--- Exercise material ---
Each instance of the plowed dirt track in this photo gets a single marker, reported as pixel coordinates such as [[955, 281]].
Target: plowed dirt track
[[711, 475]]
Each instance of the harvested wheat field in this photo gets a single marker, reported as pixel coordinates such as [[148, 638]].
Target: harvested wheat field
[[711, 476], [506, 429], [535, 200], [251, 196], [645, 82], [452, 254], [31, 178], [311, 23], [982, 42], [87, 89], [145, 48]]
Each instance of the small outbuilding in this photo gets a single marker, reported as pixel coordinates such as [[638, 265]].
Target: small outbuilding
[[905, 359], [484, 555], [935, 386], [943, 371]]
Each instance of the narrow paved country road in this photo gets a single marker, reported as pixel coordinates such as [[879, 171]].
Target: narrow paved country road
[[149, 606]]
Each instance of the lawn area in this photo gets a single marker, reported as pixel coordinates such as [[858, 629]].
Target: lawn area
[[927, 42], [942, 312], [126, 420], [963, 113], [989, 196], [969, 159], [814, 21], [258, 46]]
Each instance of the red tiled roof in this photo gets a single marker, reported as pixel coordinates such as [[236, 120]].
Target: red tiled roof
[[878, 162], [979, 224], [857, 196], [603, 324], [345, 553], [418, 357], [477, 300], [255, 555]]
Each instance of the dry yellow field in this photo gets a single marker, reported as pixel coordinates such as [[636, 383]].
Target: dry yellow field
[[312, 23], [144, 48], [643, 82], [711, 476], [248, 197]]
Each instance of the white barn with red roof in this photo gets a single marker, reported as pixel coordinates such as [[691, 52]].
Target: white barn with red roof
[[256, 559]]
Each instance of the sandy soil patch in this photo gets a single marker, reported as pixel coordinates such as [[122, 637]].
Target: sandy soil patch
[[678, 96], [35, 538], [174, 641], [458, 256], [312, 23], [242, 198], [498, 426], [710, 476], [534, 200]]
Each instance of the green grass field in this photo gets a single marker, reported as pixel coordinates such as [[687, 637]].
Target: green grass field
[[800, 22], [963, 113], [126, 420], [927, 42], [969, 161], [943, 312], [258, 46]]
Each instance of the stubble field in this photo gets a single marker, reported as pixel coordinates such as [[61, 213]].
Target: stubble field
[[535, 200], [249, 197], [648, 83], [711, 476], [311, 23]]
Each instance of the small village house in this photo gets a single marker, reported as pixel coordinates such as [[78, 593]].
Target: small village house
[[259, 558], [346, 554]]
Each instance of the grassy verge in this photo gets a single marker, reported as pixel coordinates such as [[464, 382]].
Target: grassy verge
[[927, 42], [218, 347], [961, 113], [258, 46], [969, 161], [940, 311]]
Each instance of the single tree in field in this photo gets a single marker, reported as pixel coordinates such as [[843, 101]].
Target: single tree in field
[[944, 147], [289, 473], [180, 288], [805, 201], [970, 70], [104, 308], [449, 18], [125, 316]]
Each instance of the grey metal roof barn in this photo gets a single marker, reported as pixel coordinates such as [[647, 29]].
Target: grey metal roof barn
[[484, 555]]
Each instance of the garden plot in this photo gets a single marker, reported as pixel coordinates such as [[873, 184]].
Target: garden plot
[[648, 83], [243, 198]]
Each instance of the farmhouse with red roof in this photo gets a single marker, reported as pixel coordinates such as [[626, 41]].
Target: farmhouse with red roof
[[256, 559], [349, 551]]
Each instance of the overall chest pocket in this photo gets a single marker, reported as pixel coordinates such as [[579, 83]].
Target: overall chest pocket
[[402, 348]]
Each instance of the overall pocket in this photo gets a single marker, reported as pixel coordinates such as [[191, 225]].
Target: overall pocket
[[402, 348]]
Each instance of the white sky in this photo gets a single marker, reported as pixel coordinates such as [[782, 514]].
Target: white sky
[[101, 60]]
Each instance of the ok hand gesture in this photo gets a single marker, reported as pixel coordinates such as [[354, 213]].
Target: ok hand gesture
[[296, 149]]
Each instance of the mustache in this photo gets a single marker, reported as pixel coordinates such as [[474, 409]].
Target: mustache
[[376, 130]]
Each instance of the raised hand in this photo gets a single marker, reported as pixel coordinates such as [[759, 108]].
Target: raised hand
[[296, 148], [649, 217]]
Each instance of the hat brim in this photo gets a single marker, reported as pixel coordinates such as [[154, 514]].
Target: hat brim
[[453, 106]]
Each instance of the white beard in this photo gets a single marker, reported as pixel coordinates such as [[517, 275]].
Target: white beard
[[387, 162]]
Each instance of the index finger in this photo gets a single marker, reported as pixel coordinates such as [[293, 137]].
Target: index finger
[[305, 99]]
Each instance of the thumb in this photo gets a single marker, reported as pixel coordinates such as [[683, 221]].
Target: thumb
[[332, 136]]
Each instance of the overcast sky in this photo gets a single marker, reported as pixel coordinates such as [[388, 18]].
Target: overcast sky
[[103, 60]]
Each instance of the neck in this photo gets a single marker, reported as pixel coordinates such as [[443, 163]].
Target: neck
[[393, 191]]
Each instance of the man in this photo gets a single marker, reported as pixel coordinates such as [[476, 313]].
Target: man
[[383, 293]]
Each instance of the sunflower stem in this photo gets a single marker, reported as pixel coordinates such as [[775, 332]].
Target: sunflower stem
---
What to do →
Please arrange the lines of the data above as a numbered list, starting with the line that contains "Each instance of the thumb" and going on through the end of the data, leaving out any blank lines.

Result of the exercise →
1. Each instance of the thumb in this photo gets a single marker, reported as pixel coordinates such as [[683, 221]].
2. Target: thumb
3. [[332, 136]]
4. Each instance of the overcast sky in this photo gets a single marker, reported as pixel coordinates such as [[388, 18]].
5. Target: overcast sky
6. [[103, 60]]
7. Each instance of the neck in this photo gets a single marker, reported as pixel coordinates such as [[443, 163]].
8. Target: neck
9. [[393, 191]]
10. Each instance of the man in this photo gets a single marker, reported as pixel coordinates such as [[476, 313]].
11. Target: man
12. [[383, 293]]
13. Each instance of the sunflower stem in this photo gets a single marker, reported as pixel coordinates such as [[775, 332]].
14. Target: sunflower stem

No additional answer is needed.